▶ _Problem_
From the line containing "Target = balcony railing" down to the last line of the material, return those lines verbatim and only those.

■ ■ ■ ■ ■ ■ ■

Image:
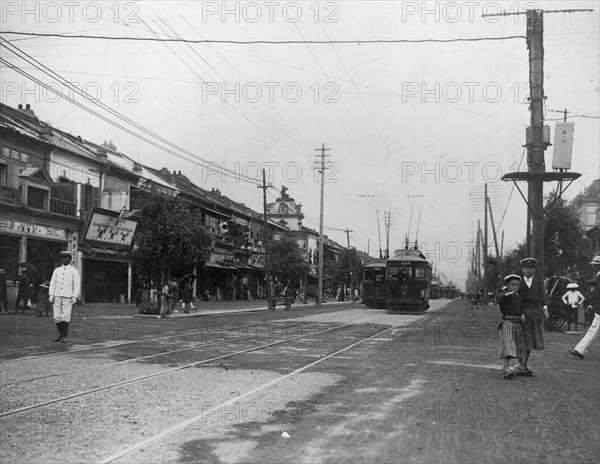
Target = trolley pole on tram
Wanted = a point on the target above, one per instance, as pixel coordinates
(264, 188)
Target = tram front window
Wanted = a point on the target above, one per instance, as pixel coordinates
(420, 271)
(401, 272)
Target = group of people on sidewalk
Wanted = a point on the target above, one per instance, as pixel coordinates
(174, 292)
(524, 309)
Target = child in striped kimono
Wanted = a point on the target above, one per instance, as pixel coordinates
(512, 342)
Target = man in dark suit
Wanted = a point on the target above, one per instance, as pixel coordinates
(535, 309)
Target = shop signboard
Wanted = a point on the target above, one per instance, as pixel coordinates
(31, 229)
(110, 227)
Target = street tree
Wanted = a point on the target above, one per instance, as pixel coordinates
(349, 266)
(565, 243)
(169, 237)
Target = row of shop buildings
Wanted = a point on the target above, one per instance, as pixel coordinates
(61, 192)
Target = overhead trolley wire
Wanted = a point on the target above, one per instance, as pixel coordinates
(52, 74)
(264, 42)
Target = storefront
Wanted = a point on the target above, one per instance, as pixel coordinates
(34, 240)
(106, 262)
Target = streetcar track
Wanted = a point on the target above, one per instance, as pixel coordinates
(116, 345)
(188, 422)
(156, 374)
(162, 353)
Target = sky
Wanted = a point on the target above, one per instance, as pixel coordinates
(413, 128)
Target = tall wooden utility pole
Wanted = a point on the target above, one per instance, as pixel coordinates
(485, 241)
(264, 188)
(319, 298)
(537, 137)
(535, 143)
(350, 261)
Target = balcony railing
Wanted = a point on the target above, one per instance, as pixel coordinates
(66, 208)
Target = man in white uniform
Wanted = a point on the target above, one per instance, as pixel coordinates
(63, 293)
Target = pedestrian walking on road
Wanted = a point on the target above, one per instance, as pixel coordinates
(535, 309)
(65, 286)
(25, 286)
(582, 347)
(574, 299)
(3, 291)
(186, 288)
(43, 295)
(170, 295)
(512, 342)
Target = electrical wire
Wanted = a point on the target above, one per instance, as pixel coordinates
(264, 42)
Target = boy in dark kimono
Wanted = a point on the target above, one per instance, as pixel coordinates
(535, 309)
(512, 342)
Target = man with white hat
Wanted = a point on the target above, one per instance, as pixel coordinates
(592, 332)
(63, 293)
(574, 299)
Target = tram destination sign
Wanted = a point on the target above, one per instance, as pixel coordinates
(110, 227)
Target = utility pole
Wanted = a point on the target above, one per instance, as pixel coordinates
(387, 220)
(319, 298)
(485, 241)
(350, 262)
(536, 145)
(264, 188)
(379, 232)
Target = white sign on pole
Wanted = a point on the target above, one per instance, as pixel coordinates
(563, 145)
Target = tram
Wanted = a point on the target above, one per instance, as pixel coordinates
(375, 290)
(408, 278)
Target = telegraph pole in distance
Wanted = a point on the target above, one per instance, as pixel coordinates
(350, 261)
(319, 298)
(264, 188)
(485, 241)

■ ■ ■ ■ ■ ■ ■

▶ _In response_
Target = balcony railing
Wanted = a point on the target above, one per instance, as pixel coordinates
(66, 208)
Target = man in white uniform
Wanted = a point on the target above, one per instance, as pixel coordinates
(63, 293)
Target = pedestrian walking on road
Wanted = a point on the target above, one per instance, as pixel coordinates
(535, 309)
(65, 286)
(25, 286)
(582, 347)
(574, 299)
(3, 291)
(186, 288)
(43, 295)
(170, 295)
(512, 342)
Target = electrical wire
Wanted = a point on the target above, one per instance, as pixel coordinates
(264, 42)
Target = boy in dark kimono
Wanted = a point on the target above, one per instance, as pixel coordinates
(535, 309)
(512, 342)
Target = man with white hat
Wanted = a point on the target above, one per instance, as pixel coordinates
(592, 332)
(63, 293)
(574, 299)
Target = tram destination sign
Wanted = a point on the target above, one per instance, as pixel coordinates
(110, 227)
Target = utility pole
Wanted = a point on the target above, one per instance, as pixel coordinates
(387, 220)
(319, 298)
(485, 241)
(350, 262)
(536, 145)
(264, 188)
(379, 232)
Target = white sign on pole
Wanted = a point on the target above, one per instance, as pixel coordinates
(563, 145)
Target = tram
Wanted = a point on the target above, one per instance, as pixel coordinates
(375, 290)
(408, 278)
Target = telegraph pole in distance
Wanted = a point on the target above, one per instance, as pixel coordinates
(350, 261)
(319, 298)
(264, 188)
(485, 241)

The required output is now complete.